» **REQUIRED WORK**
From the line containing "pin: bokeh background" down to the last line of the material, return those lines verbatim and only those.

───── EXCERPTED DATA

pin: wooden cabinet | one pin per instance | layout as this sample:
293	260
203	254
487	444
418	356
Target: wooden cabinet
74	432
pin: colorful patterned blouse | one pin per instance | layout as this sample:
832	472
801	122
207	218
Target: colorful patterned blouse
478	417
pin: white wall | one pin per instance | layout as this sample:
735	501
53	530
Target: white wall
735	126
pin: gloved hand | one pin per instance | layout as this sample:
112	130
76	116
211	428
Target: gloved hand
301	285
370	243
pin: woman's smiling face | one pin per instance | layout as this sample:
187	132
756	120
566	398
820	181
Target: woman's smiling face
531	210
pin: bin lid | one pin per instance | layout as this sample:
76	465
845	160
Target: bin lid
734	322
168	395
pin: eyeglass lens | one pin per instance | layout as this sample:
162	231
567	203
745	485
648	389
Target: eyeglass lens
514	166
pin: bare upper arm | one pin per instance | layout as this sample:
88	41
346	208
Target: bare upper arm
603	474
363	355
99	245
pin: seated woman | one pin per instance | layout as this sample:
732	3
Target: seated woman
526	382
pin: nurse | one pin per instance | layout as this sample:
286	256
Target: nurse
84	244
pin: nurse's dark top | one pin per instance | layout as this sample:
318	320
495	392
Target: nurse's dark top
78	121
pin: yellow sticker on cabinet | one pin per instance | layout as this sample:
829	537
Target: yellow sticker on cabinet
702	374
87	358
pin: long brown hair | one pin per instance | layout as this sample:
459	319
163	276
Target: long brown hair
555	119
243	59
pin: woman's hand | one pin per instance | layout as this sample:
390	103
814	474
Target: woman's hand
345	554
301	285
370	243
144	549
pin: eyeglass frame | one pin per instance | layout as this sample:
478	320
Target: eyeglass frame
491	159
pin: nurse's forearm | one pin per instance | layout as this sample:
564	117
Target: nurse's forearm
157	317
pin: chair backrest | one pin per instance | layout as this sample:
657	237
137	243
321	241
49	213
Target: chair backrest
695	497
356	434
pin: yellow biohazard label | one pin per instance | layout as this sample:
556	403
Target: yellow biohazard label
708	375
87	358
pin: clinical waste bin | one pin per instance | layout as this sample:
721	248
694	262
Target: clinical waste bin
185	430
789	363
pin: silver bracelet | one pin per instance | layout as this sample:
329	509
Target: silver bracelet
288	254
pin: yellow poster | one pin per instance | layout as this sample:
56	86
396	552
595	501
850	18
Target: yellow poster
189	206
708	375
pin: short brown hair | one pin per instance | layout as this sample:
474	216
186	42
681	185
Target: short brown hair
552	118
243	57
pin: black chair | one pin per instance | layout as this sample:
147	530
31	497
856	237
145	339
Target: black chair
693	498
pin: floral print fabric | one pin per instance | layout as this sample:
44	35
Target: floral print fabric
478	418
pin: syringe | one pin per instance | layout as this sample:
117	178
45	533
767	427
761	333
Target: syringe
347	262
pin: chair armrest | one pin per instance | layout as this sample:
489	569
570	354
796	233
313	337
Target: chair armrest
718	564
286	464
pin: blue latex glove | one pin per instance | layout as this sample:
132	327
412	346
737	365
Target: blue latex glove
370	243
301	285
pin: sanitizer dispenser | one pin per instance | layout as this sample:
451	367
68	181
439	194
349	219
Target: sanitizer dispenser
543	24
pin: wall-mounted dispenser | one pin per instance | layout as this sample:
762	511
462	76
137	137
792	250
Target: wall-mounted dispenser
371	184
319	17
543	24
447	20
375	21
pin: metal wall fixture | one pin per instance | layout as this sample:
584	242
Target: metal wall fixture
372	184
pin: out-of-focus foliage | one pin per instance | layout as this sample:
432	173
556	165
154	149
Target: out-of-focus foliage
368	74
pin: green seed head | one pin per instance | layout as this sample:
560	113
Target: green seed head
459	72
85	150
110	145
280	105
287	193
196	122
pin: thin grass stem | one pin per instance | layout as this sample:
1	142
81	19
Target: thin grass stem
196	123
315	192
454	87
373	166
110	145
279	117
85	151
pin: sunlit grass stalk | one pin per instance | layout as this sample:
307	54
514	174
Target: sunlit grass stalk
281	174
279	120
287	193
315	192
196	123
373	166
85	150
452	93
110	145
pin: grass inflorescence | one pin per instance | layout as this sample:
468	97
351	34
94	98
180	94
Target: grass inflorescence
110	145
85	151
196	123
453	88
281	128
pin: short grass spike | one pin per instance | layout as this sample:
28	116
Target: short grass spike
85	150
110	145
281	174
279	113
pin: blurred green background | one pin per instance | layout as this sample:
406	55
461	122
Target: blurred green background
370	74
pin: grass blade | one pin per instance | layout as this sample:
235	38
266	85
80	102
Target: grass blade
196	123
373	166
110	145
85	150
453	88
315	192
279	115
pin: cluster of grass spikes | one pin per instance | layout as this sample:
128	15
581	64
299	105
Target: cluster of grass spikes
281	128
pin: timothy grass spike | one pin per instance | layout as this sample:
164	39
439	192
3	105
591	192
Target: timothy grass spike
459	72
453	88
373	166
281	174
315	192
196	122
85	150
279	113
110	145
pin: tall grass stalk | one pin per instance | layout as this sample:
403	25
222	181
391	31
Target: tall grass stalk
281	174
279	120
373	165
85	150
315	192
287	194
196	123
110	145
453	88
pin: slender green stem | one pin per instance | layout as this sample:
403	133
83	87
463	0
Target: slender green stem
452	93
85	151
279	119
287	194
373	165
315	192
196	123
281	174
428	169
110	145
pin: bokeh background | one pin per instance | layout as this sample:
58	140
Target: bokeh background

──────────

» **TASK ANSWER**
pin: bokeh background | one pin per instance | layout as this sample:
58	140
Target: bokeh background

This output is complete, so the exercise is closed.